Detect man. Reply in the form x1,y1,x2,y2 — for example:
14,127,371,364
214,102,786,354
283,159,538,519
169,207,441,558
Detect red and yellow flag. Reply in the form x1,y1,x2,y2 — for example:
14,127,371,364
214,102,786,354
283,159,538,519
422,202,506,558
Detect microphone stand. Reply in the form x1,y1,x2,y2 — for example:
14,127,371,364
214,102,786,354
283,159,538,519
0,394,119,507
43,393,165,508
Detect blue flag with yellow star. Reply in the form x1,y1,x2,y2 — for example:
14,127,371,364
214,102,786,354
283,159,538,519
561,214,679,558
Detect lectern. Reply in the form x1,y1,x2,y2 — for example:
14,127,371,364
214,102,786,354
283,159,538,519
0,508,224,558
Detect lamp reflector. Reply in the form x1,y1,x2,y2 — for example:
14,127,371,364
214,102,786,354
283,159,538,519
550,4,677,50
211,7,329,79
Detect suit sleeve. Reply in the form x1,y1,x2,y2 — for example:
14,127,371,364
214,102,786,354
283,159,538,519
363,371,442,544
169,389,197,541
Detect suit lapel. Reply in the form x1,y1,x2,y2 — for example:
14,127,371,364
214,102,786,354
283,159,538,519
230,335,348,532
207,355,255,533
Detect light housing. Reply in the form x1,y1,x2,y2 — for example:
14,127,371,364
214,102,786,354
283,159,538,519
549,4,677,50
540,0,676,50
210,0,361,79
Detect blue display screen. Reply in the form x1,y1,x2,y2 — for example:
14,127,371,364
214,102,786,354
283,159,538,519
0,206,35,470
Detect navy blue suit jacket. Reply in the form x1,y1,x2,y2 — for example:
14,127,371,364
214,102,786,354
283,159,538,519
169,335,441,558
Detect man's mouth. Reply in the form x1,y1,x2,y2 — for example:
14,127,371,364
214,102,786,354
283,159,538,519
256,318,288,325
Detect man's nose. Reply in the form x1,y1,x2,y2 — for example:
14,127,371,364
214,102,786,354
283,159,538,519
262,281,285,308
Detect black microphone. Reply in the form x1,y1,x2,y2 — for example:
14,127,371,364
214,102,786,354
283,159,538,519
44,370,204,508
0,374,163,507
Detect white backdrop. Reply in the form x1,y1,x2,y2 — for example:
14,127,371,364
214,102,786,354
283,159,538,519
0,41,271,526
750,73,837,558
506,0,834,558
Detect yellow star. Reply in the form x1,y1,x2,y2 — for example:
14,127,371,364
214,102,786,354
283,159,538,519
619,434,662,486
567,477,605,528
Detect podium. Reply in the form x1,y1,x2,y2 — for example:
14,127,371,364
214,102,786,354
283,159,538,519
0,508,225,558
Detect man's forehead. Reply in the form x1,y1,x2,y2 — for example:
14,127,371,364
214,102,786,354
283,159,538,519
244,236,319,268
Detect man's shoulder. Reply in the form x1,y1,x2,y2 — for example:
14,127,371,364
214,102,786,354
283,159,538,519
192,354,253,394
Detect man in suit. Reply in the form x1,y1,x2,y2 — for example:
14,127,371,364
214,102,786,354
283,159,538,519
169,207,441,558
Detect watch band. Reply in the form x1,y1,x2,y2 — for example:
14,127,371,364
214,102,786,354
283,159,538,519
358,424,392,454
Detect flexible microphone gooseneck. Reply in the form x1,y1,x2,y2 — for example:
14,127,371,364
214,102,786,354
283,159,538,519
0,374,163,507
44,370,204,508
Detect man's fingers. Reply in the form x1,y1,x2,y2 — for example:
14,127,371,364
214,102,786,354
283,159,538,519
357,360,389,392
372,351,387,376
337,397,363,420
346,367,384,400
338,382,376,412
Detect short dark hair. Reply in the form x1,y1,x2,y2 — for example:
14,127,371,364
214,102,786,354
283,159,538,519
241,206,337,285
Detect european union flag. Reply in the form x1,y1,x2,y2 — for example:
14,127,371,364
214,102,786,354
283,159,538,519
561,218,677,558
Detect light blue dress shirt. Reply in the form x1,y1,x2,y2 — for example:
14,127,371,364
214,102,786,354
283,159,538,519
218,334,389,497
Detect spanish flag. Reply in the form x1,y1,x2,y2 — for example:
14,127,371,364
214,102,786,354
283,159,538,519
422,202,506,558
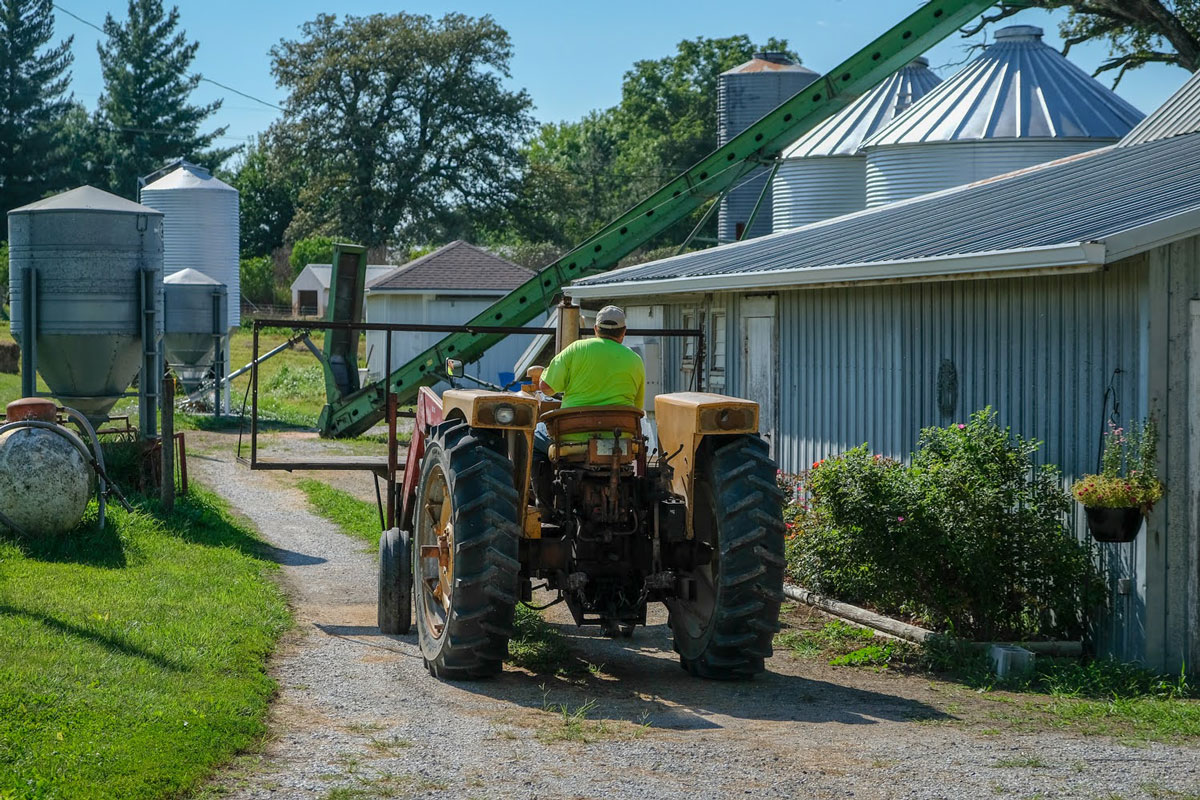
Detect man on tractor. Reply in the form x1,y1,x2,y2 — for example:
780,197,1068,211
533,306,646,503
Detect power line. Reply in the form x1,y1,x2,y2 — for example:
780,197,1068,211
50,2,284,112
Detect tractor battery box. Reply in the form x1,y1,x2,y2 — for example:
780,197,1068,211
656,498,688,542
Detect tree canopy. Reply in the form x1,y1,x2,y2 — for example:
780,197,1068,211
271,13,532,246
503,36,799,247
966,0,1200,86
0,0,72,211
96,0,236,198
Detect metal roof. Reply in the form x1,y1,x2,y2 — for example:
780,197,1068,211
8,186,162,217
569,133,1200,296
367,240,533,293
784,58,942,158
1120,71,1200,148
863,25,1145,148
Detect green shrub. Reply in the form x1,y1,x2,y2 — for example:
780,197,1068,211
288,236,334,276
787,409,1103,640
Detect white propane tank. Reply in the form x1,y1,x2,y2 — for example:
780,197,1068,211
0,397,92,536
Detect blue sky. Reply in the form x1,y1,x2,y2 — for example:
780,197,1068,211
55,0,1187,153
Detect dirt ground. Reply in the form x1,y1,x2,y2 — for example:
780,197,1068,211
188,433,1200,800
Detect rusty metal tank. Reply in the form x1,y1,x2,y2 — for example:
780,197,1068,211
0,397,92,536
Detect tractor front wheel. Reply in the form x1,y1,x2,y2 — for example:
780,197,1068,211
378,528,413,634
667,437,785,680
413,421,521,680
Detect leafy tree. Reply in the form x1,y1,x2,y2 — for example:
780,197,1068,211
271,12,530,246
619,35,800,181
964,0,1200,86
229,125,305,255
239,255,275,305
96,0,236,198
288,236,334,276
506,36,798,247
0,0,72,211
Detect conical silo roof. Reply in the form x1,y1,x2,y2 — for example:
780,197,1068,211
864,25,1144,148
142,162,238,192
8,186,162,216
784,58,942,158
162,267,224,287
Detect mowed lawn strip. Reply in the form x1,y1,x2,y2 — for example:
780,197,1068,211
296,477,383,546
0,483,289,799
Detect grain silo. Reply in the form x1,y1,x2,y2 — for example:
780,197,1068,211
140,161,241,327
863,25,1144,207
8,186,163,435
716,53,821,242
772,58,941,230
162,269,229,392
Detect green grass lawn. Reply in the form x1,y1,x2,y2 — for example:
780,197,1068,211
0,483,289,800
296,477,383,546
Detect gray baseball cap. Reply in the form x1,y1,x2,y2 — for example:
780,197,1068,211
596,306,625,330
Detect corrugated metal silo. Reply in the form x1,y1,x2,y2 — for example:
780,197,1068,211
8,186,162,422
162,269,229,391
772,58,941,230
716,53,821,242
863,25,1144,207
140,161,241,327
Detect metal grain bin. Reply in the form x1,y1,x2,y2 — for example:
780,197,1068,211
716,53,821,242
8,186,162,421
772,58,941,230
140,161,241,327
863,25,1144,207
162,269,229,391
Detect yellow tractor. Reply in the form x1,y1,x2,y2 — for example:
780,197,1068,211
--
**Challenge**
Arrange the rows from the line containing "Detect light housing." through the line containing "506,0,834,558", both included, as a JSON list of strings with one string per line and no blank lines.

**Problem solution**
[
  "Detect light housing. Reply in the form x1,y1,x2,y2 — for example:",
  "14,127,371,364",
  "214,102,786,354",
  "283,159,538,519",
  "549,4,677,50",
  "540,0,676,50",
  "210,0,361,79",
  "Detect blue display screen. Reply in the form x1,y1,x2,y2 — for example:",
  "14,127,371,364",
  "214,102,786,354",
  "283,159,538,519",
  "0,206,35,470",
  "Detect navy blue suit jacket. Reply in the form x1,y1,x2,y2 — for example:",
  "14,127,371,364",
  "214,102,786,354",
  "283,159,538,519",
  "169,335,441,558",
  "Detect man's mouth. Reply in the form x1,y1,x2,y2 — for example:",
  "14,127,371,364",
  "214,102,786,354",
  "283,159,538,519",
  "256,318,288,325",
  "Detect man's nose. Reply in the form x1,y1,x2,y2 — for example:",
  "14,127,371,364",
  "214,102,786,354",
  "283,159,538,519",
  "262,281,285,308",
  "Detect black microphone. Reply in the form x1,y1,x2,y2 — for example:",
  "14,127,371,364",
  "214,102,786,354",
  "283,159,538,519",
  "44,370,204,508",
  "0,374,163,507",
  "Detect white backdrop. Reply in the form x1,y1,x2,y2 — for example:",
  "14,127,371,364",
  "214,102,786,354",
  "283,159,538,519",
  "0,41,271,526",
  "750,73,837,558",
  "506,0,834,558"
]